____ EXCERPTED DATA

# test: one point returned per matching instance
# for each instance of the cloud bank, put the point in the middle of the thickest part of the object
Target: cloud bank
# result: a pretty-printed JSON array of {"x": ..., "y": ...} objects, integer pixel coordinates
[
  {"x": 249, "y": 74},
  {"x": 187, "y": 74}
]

________

# WHAT YOU SHOULD DO
Rewrite the records with every occurrence of "cloud bank" changed to "fog bank" and everything else left unchanged.

# SOLUTION TO THIS EXERCISE
# test: one point returned per matching instance
# for each instance of the fog bank, put the point in the middle of the thickest part of the object
Target: fog bank
# result: a pretty-printed JSON array of {"x": ..., "y": ...} objects, integer pixel coordinates
[
  {"x": 249, "y": 74},
  {"x": 187, "y": 74}
]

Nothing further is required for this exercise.